**WHAT THE TASK REQUIRES:**
Print out the full material below, exact in every line, with no images included.

[RECORD EXCERPTS]

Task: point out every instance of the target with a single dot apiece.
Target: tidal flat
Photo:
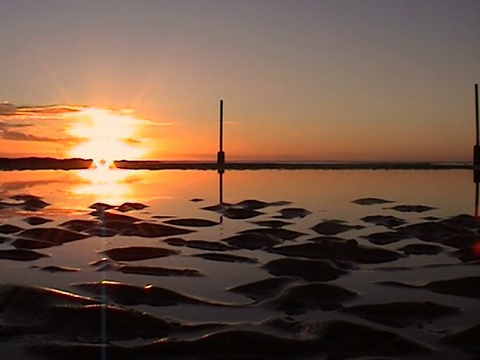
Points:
(299, 264)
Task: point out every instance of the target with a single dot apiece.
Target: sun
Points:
(107, 136)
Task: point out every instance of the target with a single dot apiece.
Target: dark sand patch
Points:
(9, 229)
(386, 237)
(193, 222)
(146, 229)
(466, 339)
(252, 204)
(240, 214)
(103, 231)
(412, 208)
(297, 299)
(55, 269)
(466, 287)
(280, 233)
(110, 216)
(421, 249)
(32, 244)
(233, 211)
(263, 288)
(384, 220)
(126, 294)
(371, 201)
(24, 302)
(309, 270)
(335, 250)
(334, 227)
(293, 213)
(133, 253)
(36, 220)
(227, 258)
(129, 206)
(99, 206)
(53, 235)
(33, 204)
(332, 337)
(156, 271)
(21, 254)
(252, 241)
(199, 244)
(275, 224)
(326, 238)
(163, 216)
(80, 225)
(468, 254)
(401, 314)
(443, 232)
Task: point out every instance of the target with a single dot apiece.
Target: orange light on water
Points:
(108, 136)
(105, 184)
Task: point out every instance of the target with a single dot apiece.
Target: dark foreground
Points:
(312, 314)
(37, 163)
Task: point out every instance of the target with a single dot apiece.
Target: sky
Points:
(350, 80)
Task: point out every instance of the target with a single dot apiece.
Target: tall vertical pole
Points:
(476, 148)
(221, 126)
(476, 115)
(221, 153)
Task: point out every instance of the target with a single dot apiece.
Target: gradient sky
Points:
(301, 80)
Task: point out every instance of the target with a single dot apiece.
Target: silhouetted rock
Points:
(309, 270)
(333, 227)
(132, 253)
(371, 201)
(401, 314)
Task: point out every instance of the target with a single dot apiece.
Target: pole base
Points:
(476, 157)
(221, 158)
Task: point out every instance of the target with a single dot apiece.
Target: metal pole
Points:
(221, 126)
(476, 113)
(476, 148)
(221, 154)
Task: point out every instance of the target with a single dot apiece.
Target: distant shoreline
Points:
(46, 163)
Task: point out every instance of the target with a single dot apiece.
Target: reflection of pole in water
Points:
(220, 190)
(476, 153)
(221, 153)
(476, 148)
(220, 187)
(476, 200)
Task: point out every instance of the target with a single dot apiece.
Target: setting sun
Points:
(108, 136)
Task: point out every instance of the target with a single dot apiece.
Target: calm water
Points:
(327, 194)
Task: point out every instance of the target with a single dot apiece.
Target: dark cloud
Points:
(14, 135)
(132, 141)
(7, 109)
(40, 111)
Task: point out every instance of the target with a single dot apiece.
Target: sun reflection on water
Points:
(105, 183)
(108, 135)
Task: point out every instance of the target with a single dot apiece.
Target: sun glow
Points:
(104, 184)
(108, 136)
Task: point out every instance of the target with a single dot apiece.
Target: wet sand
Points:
(37, 163)
(335, 290)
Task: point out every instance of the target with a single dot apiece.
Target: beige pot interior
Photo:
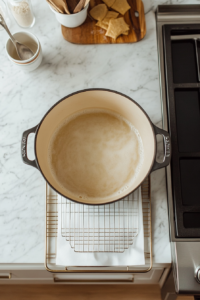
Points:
(95, 99)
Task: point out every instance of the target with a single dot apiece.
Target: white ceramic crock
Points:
(73, 20)
(104, 99)
(29, 64)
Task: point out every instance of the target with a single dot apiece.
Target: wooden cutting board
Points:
(89, 33)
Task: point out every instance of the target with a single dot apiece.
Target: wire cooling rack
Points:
(103, 228)
(51, 233)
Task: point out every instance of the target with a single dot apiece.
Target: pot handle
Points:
(24, 147)
(168, 152)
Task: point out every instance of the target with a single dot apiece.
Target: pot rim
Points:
(88, 90)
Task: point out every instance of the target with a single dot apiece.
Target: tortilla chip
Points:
(110, 15)
(116, 27)
(99, 12)
(121, 6)
(109, 3)
(102, 25)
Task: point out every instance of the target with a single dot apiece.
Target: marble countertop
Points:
(24, 98)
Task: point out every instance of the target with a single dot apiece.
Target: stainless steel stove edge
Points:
(185, 251)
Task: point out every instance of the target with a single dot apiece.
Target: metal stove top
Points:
(178, 31)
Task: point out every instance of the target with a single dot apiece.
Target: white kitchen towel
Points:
(134, 255)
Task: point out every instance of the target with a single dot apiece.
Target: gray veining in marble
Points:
(24, 99)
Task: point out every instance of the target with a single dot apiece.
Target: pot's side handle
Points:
(167, 145)
(24, 147)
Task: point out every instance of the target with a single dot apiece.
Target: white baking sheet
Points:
(132, 256)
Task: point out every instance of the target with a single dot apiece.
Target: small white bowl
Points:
(30, 40)
(73, 20)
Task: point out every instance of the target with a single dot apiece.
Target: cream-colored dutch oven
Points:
(96, 98)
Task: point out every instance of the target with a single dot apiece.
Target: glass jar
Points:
(22, 12)
(4, 12)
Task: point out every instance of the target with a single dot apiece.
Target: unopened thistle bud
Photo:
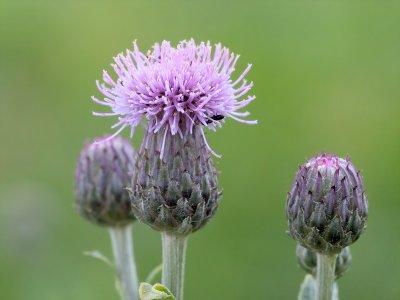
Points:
(175, 187)
(327, 206)
(102, 174)
(308, 260)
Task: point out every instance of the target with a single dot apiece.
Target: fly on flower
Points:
(175, 88)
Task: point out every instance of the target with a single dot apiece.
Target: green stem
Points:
(122, 246)
(325, 276)
(173, 272)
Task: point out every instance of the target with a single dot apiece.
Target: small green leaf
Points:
(154, 292)
(308, 289)
(153, 273)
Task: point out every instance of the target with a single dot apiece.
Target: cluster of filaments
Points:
(175, 89)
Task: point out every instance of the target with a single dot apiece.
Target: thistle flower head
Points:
(178, 193)
(102, 174)
(308, 260)
(175, 88)
(327, 206)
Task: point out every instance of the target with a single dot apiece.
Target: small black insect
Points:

[/RECORD EXCERPTS]

**RESPONSE BOX:**
Task: point out every instance of the target with a single dot apiece.
Target: tidal flat
Photo:
Points:
(299, 264)
Task: point out every instance of the target with a single dot apiece.
Target: sun
Points:
(107, 136)
Task: point out every instance of the target with a single dot apiece.
Target: dark sand patch
Points:
(9, 229)
(386, 237)
(193, 222)
(146, 229)
(466, 339)
(252, 204)
(240, 214)
(103, 231)
(412, 208)
(297, 299)
(55, 269)
(466, 287)
(280, 233)
(110, 216)
(421, 249)
(32, 244)
(233, 211)
(263, 288)
(384, 220)
(126, 294)
(371, 201)
(24, 302)
(309, 270)
(335, 250)
(334, 227)
(293, 213)
(133, 253)
(36, 220)
(227, 258)
(129, 206)
(99, 206)
(53, 235)
(33, 204)
(332, 337)
(156, 271)
(21, 254)
(252, 241)
(199, 244)
(275, 224)
(326, 238)
(163, 216)
(80, 225)
(468, 254)
(401, 314)
(443, 232)
Task: point out every instance of the target with a single dot apiece.
Target: orange light on water
Points:
(108, 136)
(105, 184)
Task: point out every instance of the target with a single dot apiece.
Target: dark foreground
Points:
(312, 314)
(37, 163)
Task: point out every instance of the target with a single dot apiece.
Target: sky
Points:
(350, 80)
Task: point out every instance of the target with a single dot apiece.
Target: tall vertical pole
Points:
(476, 148)
(221, 126)
(476, 115)
(221, 153)
Task: point out every instance of the target with a single dot apiece.
Target: gradient sky
Points:
(301, 80)
Task: point out every instance of the target with a single dot apiece.
Target: silhouetted rock
Points:
(309, 270)
(333, 227)
(132, 253)
(371, 201)
(401, 314)
Task: point out every instance of the target with a single dot apiece.
Target: pole base
Points:
(476, 157)
(221, 158)
Task: point out every instance of the target with a single dot apiece.
Target: metal pole
Points:
(221, 126)
(476, 113)
(476, 148)
(221, 154)
Task: point out every instance of the target with a single dot apiece.
Target: distant shoreline
Points:
(46, 163)
Task: point out every instance of the target with a single dot apiece.
Target: reflection of pole in water
Points:
(220, 190)
(476, 153)
(221, 153)
(476, 148)
(220, 187)
(476, 200)
Task: point out every instance of the target with a single dot apiece.
Target: setting sun
Points:
(108, 136)
Task: point out every instance of the target with a single dot apiece.
Target: calm water
Points:
(327, 194)
Task: point out every instance of the target with a single dot apiece.
Target: dark cloud
Points:
(14, 135)
(132, 141)
(7, 109)
(40, 111)
Task: point out every instance of the target with a single dot apiece.
Target: sun reflection on water
Points:
(105, 183)
(108, 135)
Task: point out every instance of the target with a single dot apiece.
Target: sun glow
Points:
(104, 184)
(108, 136)
Task: point out every instance of the target with a single dot apiece.
Target: wet sand
Points:
(37, 163)
(335, 290)
Task: point out every instance of the target with a single dot apiece.
Target: beige pot interior
Photo:
Points:
(95, 99)
Task: point out every instance of the target with a single dot apiece.
Target: white ceramic crock
Points:
(73, 20)
(104, 99)
(29, 64)
Task: point out every instance of the target with a single dot apiece.
Target: wooden cutting board
Points:
(89, 33)
Task: point out every instance of the target with a single dot apiece.
Target: wire cooling rack
Points:
(103, 228)
(51, 233)
Task: point out every instance of the target with a single dot apiece.
Target: pot handle
Points:
(24, 147)
(168, 152)
Task: point out every instance of the target with a single dot apiece.
Target: pot rim
Points:
(88, 90)
Task: point out every instance of the target with a single dot apiece.
Target: tortilla chip
Points:
(110, 15)
(116, 27)
(99, 12)
(121, 6)
(109, 3)
(102, 25)
Task: point out every instance of the target with a single dot apiece.
Target: marble countertop
Points:
(24, 98)
Task: point out every instance of the target with a single dot apiece.
Target: stainless steel stove edge
Points:
(185, 251)
Task: point out every instance of the target with a single dot apiece.
Target: metal stove top
Points:
(178, 31)
Task: point out every instance of the target with a single dot apiece.
Target: white kitchen towel
Points:
(134, 255)
Task: point out every instance of the target with a single dot apiece.
Target: gray veining in marble
Points:
(24, 99)
Task: point out every instance of the target with a single dot apiece.
Target: pot's side handle
Points:
(167, 145)
(24, 147)
Task: point out every instance of the target with a single dot apiece.
Target: white baking sheet
Points:
(132, 256)
Task: point out every instance of the target with a single dot apiece.
Target: small white bowl
Points:
(30, 40)
(73, 20)
Task: point out every instance of the target with a single dot apiece.
Target: cream-colored dutch oven
Points:
(96, 98)
Task: point out every instance of the target with a single dot apiece.
Target: glass jar
Points:
(22, 12)
(4, 12)
Task: point out every instance of the target with a single dot apiece.
Target: unopened thistle bud
Photo:
Points:
(175, 187)
(327, 206)
(102, 174)
(308, 260)
Task: point out every instance of the target with a single dot apiece.
Target: fly on flower
Points:
(175, 88)
Task: point out every instance of the target with a single dot apiece.
Target: green stem
Points:
(122, 246)
(325, 276)
(173, 272)
Task: point out every instance of the target with a single dot apiece.
Target: small green leaf
Points:
(154, 292)
(308, 289)
(153, 273)
Task: point out every instance of the target with a single dot apiece.
Target: cluster of filaments
Points:
(175, 89)
Task: point out every instance of the target with a single dot apiece.
Target: thistle flower head
Points:
(178, 193)
(102, 174)
(308, 260)
(175, 88)
(327, 206)
Task: point out every instance of the target with a single dot apiece.
Target: small black insect
Points:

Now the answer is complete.